■ Problem to solve ■
Please transcribe the data exactly as shown, skipping the images.

■ Data to examine ■

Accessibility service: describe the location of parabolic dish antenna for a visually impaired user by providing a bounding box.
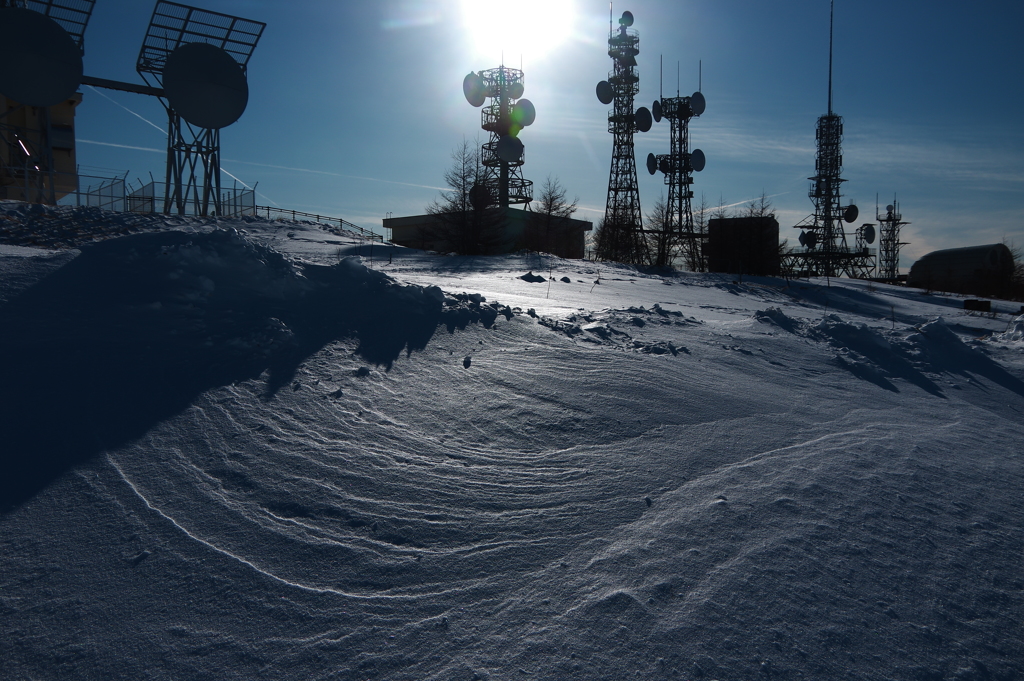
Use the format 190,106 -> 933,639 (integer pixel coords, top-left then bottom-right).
861,224 -> 876,244
0,7 -> 83,107
659,157 -> 670,174
496,134 -> 524,163
464,72 -> 486,107
844,204 -> 859,223
596,80 -> 614,105
469,182 -> 492,210
511,99 -> 536,127
635,106 -> 652,132
690,148 -> 706,172
646,152 -> 657,175
690,91 -> 706,116
798,231 -> 807,247
886,204 -> 894,213
652,99 -> 662,123
804,231 -> 818,248
162,42 -> 248,129
509,82 -> 525,100
620,11 -> 634,26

■ Answer to this exercise ■
Accessibility service: describe the location of parabolic dish antenna for a visually impaired user by providing a bounding box.
Use the format 190,106 -> 933,639 (integer pixel coords, top-left then bottom-right).
861,224 -> 876,244
0,7 -> 83,107
659,157 -> 670,174
496,134 -> 524,163
464,72 -> 486,107
844,204 -> 859,223
596,80 -> 614,105
469,182 -> 492,210
511,99 -> 536,127
635,106 -> 652,132
690,148 -> 706,172
646,152 -> 657,175
690,91 -> 706,116
798,231 -> 807,247
886,204 -> 894,213
652,99 -> 662,123
804,231 -> 818,248
162,42 -> 248,129
509,82 -> 525,100
620,11 -> 634,26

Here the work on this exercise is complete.